*Text shown*

MEXICO CITY - After waiting for a year and 10 months in Mexico to cross into the U.S., Alida Jeannethe Barritos and her husband walked across the bridge Thursday into Brownsville, Texas in less than an hour.
“It’s so pretty here,” she said in an interview from a Greyhound bus winding its way to Kentucky. “We are so happy. And with God’s help, we can continue to move forward and help our families.”
Barritos, 45, and her husband were among the first group of 27 migrants from the Matamoros border camp to enter the U.S. under a new immigration policy introduced by President Joe Biden that will gradually allow thousands of asylum seekers to wait for their immigration hearings in the U.S., instead of in Mexico.
The change brings to an end former President Donald Trump’s controversial Migrant Protection Protocols (MPP) program that sent 70,000 migrants to Mexico to wait for a decision in their immigration cases. The program was widely criticized by migrant and human rights advocates for sending asylum seekers to Mexico’s most dangerous cities, where many were preyed on by cartels,kidnapped and extorted.

*Dataset content*

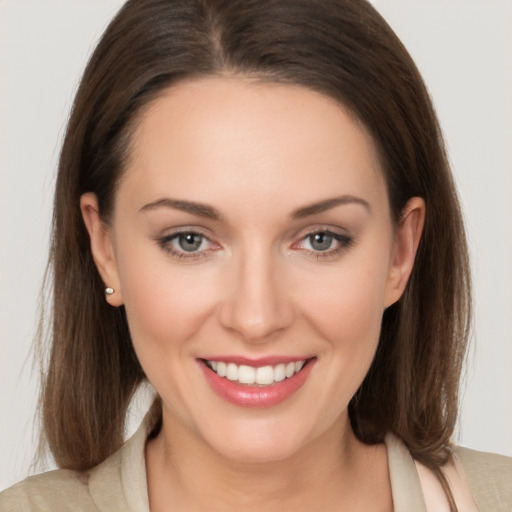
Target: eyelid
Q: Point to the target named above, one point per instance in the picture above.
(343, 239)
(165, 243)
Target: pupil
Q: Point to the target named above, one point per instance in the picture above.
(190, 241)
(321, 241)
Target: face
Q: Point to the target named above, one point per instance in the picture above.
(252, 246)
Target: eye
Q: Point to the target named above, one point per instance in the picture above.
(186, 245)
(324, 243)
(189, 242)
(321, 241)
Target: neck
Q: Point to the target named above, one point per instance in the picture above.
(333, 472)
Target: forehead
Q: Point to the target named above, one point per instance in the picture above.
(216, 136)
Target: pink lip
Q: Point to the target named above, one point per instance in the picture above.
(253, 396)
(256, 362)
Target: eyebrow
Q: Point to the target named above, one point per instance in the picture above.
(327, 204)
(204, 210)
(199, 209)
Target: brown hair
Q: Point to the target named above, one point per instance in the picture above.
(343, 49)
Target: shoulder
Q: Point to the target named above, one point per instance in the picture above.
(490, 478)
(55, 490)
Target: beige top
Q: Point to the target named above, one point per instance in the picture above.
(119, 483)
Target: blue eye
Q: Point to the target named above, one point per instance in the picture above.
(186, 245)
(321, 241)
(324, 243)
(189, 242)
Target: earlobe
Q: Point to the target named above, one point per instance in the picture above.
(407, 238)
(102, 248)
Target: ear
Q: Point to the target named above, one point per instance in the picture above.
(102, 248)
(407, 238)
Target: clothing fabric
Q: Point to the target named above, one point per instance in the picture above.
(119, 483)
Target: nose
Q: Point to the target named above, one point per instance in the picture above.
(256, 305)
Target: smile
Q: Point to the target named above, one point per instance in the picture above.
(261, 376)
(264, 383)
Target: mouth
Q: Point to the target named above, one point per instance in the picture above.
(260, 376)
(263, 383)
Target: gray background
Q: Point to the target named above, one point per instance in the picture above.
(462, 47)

*What you need to do*
**A.** How would this sentence from the article on the Matamoros asylum seekers read in Spanish: "“It’s so pretty here,” she said in an interview from a Greyhound bus winding its way to Kentucky."?
**B.** Resume the article on the Matamoros asylum seekers, picking up right after its final sentence.

*Replies*
**A.** "Es tan bonito aquí", dijo en una entrevista desde un autobús de Greyhound que avanzaba rumbo a Kentucky.

**B.**
Biden started gradually rolling back the program last week, with some asylum seekers under MPP permitted to cross into San Ysidro, California. But the rollout was delayed for several days in Matamoros because of a winter storm and other problems. The Matamoros encampment has become emblematic of MPP, where, at its height, some 2,500 children and adults seeking asylum in the U.S. were living in makeshift tents on the steps of the Rio Grande River.
Barritos and her husband were making coffee in their tent there when a United Nations employee walked over early Thursday morning. “You are one of the people selected to cross today,” the worker told them. “You have 20 minutes to pack up.”
Barritos’ husband was so nervous that he dropped to the ground - they had been waiting in Mexico since July 8, 2019, after fleeing Guatemala because a gang was threatening to kill them, they said. “It was a total surprise. You can’t imagine the happiness we felt when they told us that,” Barritos said. “We had been waiting for so long.”
The Biden administration is prioritizing asylum seekers who have been waiting the longest under MPP. It is only accepting those migrants with active cases - around 29,000 of the 70,000 put into the program.
Some activists are calling on the administration to also open the process to migrants who had their cases closed because they missed their last court hearing. Many returned home after being kidnapped or extorted, rather than continue to wait for their hearing in dangerous Mexican border cities.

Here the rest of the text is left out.